----- Selected text

Yet the so-called Alogoi exploited the discrepancies against John, probably in order to pull the rug out from under the Montanists, for whom the Johannine sending of the Paraclete was of vital importance. Meanwhile, the yearly Quartodeciman paschal fast was secured at its termination upon the crucifixion of Christ just before the Passover feast (as in the gospel of John), against the synoptics, which suggested that the crucifixion took place after the Passover. And various Gnostic groups took it upon themselves to find symbolic importance in the single year of ministry that many read out of the synoptics, while their Catholic opponents used the gospel of John to prove a ministry of closer to three years.

These differences mattered a lot to the various factions of the second and third centuries.

Ben.

ETA:

Subject: The Gospel of Marcion Cannot Have Been Derived from the Gospel of Mark
Peter Kirby wrote: Sun Feb 02, 2020 2:38 pm
Secret Alias wrote: Sun Feb 02, 2020 12:29 pm Even Papias's statement has John lurking in the background when you think about it.
Good point. The Gospel of John is a stronger counterpoint to the Gospel of Mark in terms of order.

Multi-year ministry versus 1 year.

Jesus not yet 50, versus 30.

Jesus being crucified on the passover preparation day (therefore, no passover meal).

Also, the Gospel of John shows some concern for order (numbering the signs, for example).

Last but not least, the Gospel of John has long troubled people as having parts that seem "out of order" itself.

https://isthatinthebible.wordpress.com/ ... th-gospel/

One possible explanation is that this could represent tampering with the text of John's original order.

This tampering makes sense if the people incorporating John (as we know it) into their texts held a Synoptic to have the right order (unlike Papias).

----------
----- Source data

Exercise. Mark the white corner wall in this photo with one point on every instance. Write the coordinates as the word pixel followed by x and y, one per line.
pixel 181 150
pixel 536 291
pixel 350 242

----------

[What you will do]
A: In the forum excerpt, what did the Catholic opponents of various Gnostic groups use the gospel of John to prove?
B: Return the passage of the forum excerpt from "Good point. The" up to and including "50, versus 30.".

[Solutions by task]
A: They used it to prove a ministry of closer to three years.

B:
Good point. The Gospel of John is a stronger counterpoint to the Gospel of Mark in terms of order.

Multi-year ministry versus 1 year.

Jesus not yet 50, versus 30.